7.1 Object Detection and Recognition in Computer Vision

Object detection is one kind of image segmentation based on geometrical and statistical features of objects, and object recognition refers to identification of a specific object from other objects including similar objects. Recognition is a further work that takes place after detection; in other words, detection is the important first stage of recognition. For example, face detection in a scene is to find human facial regions that have symmetrical geometrical features and specific skin colour (or other features), while face recognition is to distinguish a specific person from many other people.

7.1.1 Basic Concepts

In general, a raw input image needs to be preprocessed, such as denoising and segmentation. Denoising is mainly accomplished by different low-pass filtering in a spatial or transform domain. The conventional segmentation methods are of three types: region based, edge based and motion based. The region based segmentation includes threshold segmenting by setting one or several intensity values as the thresholds in grey or colour histograms to partition the image, or segmentation with the aid of entropy, region growing from some seed pixels, clustering, graph segmentation, region marking, region splitting and merging and so on. Edge based methods include edge extraction, active contour (snake) models and so on. The motion based methods mainly use the difference between two adjacent frames and optical flow. In the preprocessing stage, prior knowledge is not considered. The preprocessing methods are not specially presented here. Some of them (e.g., segmentation) which are related to visual attention [13–20] are presented in Section 7.2.

Conventional object detection and recognition are to learn visual categories from a training dataset, and then to identify new instances of those categories. So they need supervised learning with a training dataset. Two stages are necessary for object detection and recognition: one is feature extraction for each window in an image (each key-point or the whole image) and the other is classification that compares the new instance with labelled samples in the training dataset and decides which class it belongs to. In this sense, object recognition has more than two categories to be identified. If there are only two categories (object/not-object or foreground/background) that need to be recognized, it becomes object detection.

[Requirements]:
**A)** Edit the part of the object detection passage that opens with the words containing "Conventional object detection" and closes with "becomes object detection.", changing "training dataset" to "reference dataset" wherever it occurs.
**B)** Identify every line in the listing that holds the string "shirt", with case counting, and copy each such line.

Labeled contour listing:
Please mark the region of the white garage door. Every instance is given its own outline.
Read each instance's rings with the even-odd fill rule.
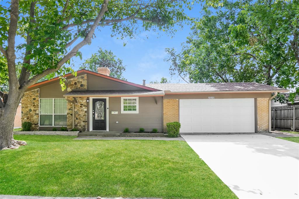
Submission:
[[[181,133],[253,133],[253,98],[180,100]]]

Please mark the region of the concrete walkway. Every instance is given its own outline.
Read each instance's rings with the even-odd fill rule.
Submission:
[[[167,141],[184,141],[181,137],[108,137],[100,136],[79,136],[74,140],[164,140]]]
[[[80,197],[43,197],[43,196],[29,196],[24,195],[0,195],[0,199],[97,199],[97,197],[80,198]],[[159,199],[153,198],[102,198],[101,199]]]
[[[292,137],[299,137],[299,132],[298,132],[298,134],[290,133],[287,133],[286,132],[283,132],[282,131],[272,131],[271,132],[272,133],[275,133],[277,134],[282,134],[286,135],[291,136]],[[282,137],[282,136],[281,136]]]
[[[181,136],[239,198],[299,198],[299,143],[259,134]]]
[[[180,133],[181,135],[264,135],[274,137],[294,137],[298,134],[278,133],[272,131],[272,133]]]

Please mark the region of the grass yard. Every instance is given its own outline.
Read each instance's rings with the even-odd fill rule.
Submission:
[[[237,198],[182,141],[14,136],[0,151],[0,195]]]
[[[299,137],[278,137],[278,138],[299,143]]]
[[[299,134],[299,132],[296,131],[280,131],[282,132],[285,132],[285,133],[293,133],[295,134]]]

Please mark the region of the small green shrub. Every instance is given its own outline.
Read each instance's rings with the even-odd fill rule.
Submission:
[[[153,128],[152,130],[152,132],[153,133],[157,133],[158,132],[158,129],[156,128]]]
[[[60,130],[61,131],[66,131],[68,129],[66,128],[66,127],[64,127],[63,126],[60,128]]]
[[[170,122],[166,123],[167,132],[169,137],[177,137],[180,132],[181,124],[178,122]]]
[[[22,131],[30,131],[32,123],[30,122],[24,122],[22,123]]]

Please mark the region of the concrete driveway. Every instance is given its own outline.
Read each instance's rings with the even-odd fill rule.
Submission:
[[[299,198],[299,143],[260,134],[182,135],[240,198]]]

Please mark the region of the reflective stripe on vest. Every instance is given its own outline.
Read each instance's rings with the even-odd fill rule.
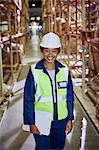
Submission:
[[[43,72],[42,69],[35,69],[35,65],[31,66],[32,74],[35,81],[35,110],[41,110],[44,112],[51,112],[53,116],[53,95],[52,86],[49,76]],[[56,88],[57,88],[57,108],[58,108],[58,120],[65,119],[68,116],[67,111],[67,88],[58,88],[58,83],[68,82],[68,68],[59,68],[59,72],[56,75]],[[53,118],[52,118],[53,120]]]

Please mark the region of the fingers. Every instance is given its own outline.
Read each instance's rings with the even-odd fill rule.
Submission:
[[[68,121],[66,125],[66,134],[69,134],[72,131],[72,121]]]
[[[40,134],[40,131],[38,130],[38,128],[35,125],[30,125],[30,132],[32,134]]]

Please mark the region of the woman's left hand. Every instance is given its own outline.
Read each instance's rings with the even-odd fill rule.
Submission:
[[[72,120],[69,120],[66,124],[66,133],[69,134],[72,131],[73,123]]]

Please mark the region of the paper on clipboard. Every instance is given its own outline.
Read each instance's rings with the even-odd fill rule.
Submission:
[[[35,125],[38,127],[41,135],[49,135],[51,127],[52,114],[49,112],[35,111]],[[23,125],[23,130],[30,131],[29,125]]]

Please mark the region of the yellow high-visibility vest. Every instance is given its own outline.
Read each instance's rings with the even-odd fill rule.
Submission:
[[[31,65],[32,74],[35,82],[35,110],[50,112],[52,120],[54,119],[53,107],[53,90],[49,76],[43,72],[43,69],[35,69],[35,64]],[[65,119],[68,116],[67,110],[67,83],[68,83],[68,67],[59,68],[56,74],[56,99],[58,120]]]

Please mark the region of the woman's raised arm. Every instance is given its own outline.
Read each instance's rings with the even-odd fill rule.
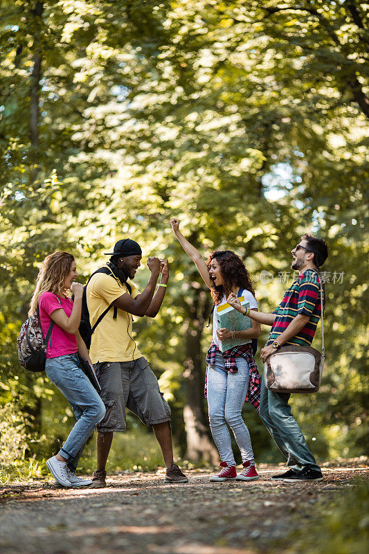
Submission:
[[[188,242],[187,239],[183,237],[179,231],[179,220],[177,220],[175,217],[171,217],[170,224],[172,225],[173,233],[178,239],[179,244],[185,252],[188,254],[190,258],[195,262],[200,275],[205,282],[205,284],[208,285],[209,289],[211,289],[212,280],[209,275],[206,262],[202,258],[201,255],[197,249],[196,249],[195,247],[192,247],[192,245]]]

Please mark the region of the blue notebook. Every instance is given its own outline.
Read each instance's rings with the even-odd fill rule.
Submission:
[[[238,299],[242,306],[249,307],[249,303],[244,296],[239,296]],[[251,326],[251,320],[249,317],[240,314],[227,303],[217,307],[216,316],[219,329],[224,328],[231,331],[244,331]],[[225,341],[219,341],[219,349],[221,352],[225,352],[234,346],[244,343],[244,339],[226,339]]]

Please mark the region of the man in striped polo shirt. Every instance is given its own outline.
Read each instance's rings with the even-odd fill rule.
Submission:
[[[327,244],[323,239],[305,234],[291,252],[294,261],[291,269],[298,271],[299,276],[285,293],[280,304],[272,314],[255,310],[247,313],[249,317],[259,323],[271,325],[267,344],[260,352],[263,361],[282,345],[310,346],[321,316],[321,285],[318,270],[328,257]],[[242,313],[246,310],[244,306],[240,307],[235,297],[228,298],[227,301]],[[289,467],[287,472],[274,475],[272,479],[297,482],[321,481],[321,468],[291,413],[288,403],[290,395],[268,391],[265,386],[266,373],[263,375],[259,414],[287,458]]]

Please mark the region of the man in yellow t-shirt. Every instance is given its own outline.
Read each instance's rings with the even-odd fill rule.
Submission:
[[[139,244],[131,239],[118,240],[109,255],[105,272],[93,275],[87,287],[91,327],[111,306],[92,334],[89,352],[106,408],[105,416],[97,426],[97,468],[91,487],[106,485],[105,467],[113,434],[125,431],[126,406],[145,425],[152,426],[165,463],[165,481],[186,483],[188,479],[173,462],[170,408],[132,336],[132,315],[155,317],[161,306],[169,278],[168,260],[147,258],[151,276],[140,294],[127,280],[134,278],[141,266]]]

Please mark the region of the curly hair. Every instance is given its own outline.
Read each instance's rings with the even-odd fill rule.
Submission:
[[[232,250],[217,250],[212,252],[208,259],[208,267],[212,260],[216,260],[220,266],[220,271],[224,286],[216,287],[212,285],[211,296],[215,304],[219,304],[224,294],[227,296],[235,285],[242,289],[246,289],[255,296],[253,283],[249,271],[239,256]]]
[[[64,294],[64,281],[71,271],[74,256],[68,252],[53,252],[47,256],[37,276],[36,288],[30,303],[28,316],[37,310],[39,297],[43,292]]]

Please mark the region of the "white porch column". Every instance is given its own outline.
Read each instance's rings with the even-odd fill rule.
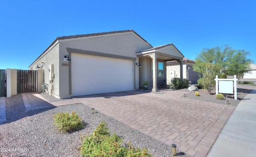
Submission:
[[[181,59],[179,60],[180,62],[180,79],[183,79],[183,59]]]
[[[157,61],[158,55],[155,53],[149,55],[153,61],[153,88],[152,92],[157,92]]]

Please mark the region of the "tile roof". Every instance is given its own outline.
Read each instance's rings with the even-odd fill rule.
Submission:
[[[192,59],[189,59],[186,58],[183,58],[183,62],[190,62],[190,63],[195,63],[196,61],[194,61]],[[166,64],[174,64],[174,63],[179,63],[179,62],[177,60],[171,61],[168,61],[166,62]]]
[[[179,53],[180,53],[182,56],[183,56],[183,57],[184,56],[182,54],[182,53],[180,51],[180,50],[179,50],[179,49],[178,49],[177,48],[177,47],[176,47],[174,45],[173,45],[173,44],[172,43],[168,43],[167,44],[162,45],[161,45],[155,46],[154,47],[152,47],[152,48],[149,49],[146,49],[146,50],[143,50],[143,51],[140,51],[140,52],[138,52],[137,53],[140,53],[140,52],[147,51],[150,51],[150,50],[157,50],[158,49],[162,49],[162,48],[164,48],[165,47],[167,47],[170,46],[173,46],[174,47],[174,48],[175,49],[176,49],[179,52]]]
[[[94,36],[99,36],[99,35],[105,35],[107,34],[115,34],[117,33],[126,33],[126,32],[133,32],[137,36],[138,36],[140,39],[141,39],[143,41],[144,41],[147,44],[149,45],[151,47],[153,47],[153,46],[152,46],[150,43],[148,42],[148,41],[147,41],[146,40],[144,39],[140,35],[138,35],[137,33],[136,33],[132,29],[125,30],[123,31],[108,31],[106,32],[92,33],[90,33],[90,34],[81,34],[81,35],[74,35],[63,36],[62,37],[57,37],[56,38],[56,40],[64,40],[64,39],[68,39],[78,38],[79,37],[92,37]]]

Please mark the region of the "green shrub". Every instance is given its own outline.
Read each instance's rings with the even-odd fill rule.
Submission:
[[[148,82],[146,80],[144,80],[143,81],[143,82],[142,82],[142,85],[143,85],[146,86],[146,85],[148,85]]]
[[[68,132],[84,128],[81,118],[75,111],[71,115],[68,112],[58,112],[53,115],[54,125],[60,132]]]
[[[80,153],[83,157],[150,157],[148,150],[135,148],[130,142],[121,146],[122,140],[115,133],[110,135],[107,124],[104,121],[93,131],[92,135],[82,136]]]
[[[256,84],[254,82],[250,81],[238,81],[238,84],[251,84],[253,86],[256,86]]]
[[[218,75],[218,78],[228,78],[228,76],[226,74],[220,73]]]
[[[173,78],[171,80],[169,86],[170,89],[182,89],[187,88],[190,84],[189,80],[186,79]]]
[[[200,94],[199,94],[199,92],[195,92],[195,94],[194,94],[196,96],[199,96]]]
[[[215,96],[216,98],[218,100],[222,100],[224,98],[224,96],[223,94],[221,93],[218,93]]]

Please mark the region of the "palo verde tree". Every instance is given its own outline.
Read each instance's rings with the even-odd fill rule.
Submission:
[[[228,74],[236,75],[239,78],[244,73],[251,71],[250,65],[253,61],[246,58],[250,52],[238,51],[225,45],[211,48],[204,48],[196,58],[194,71],[198,72],[200,82],[208,90],[208,93],[215,86],[214,78],[226,77]],[[220,75],[220,73],[223,75]]]

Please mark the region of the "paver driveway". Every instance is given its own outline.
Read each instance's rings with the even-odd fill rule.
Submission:
[[[159,93],[136,90],[73,98],[163,143],[176,144],[180,151],[206,156],[235,106],[183,98],[183,90]]]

[Complete answers]:
**A)**
Conventional object detection and recognition are to learn visual categories from a reference dataset, and then to identify new instances of those categories. So they need supervised learning with a reference dataset. Two stages are necessary for object detection and recognition: one is feature extraction for each window in an image (each key-point or the whole image) and the other is classification that compares the new instance with labelled samples in the reference dataset and decides which class it belongs to. In this sense, object recognition has more than two categories to be identified. If there are only two categories (object/not-object or foreground/background) that need to be recognized, it becomes object detection.

**B)**
Please mark the region of the man in striped polo shirt. Every instance is given its own outline.
Please mark the region of the man in yellow t-shirt. Every instance is given its own outline.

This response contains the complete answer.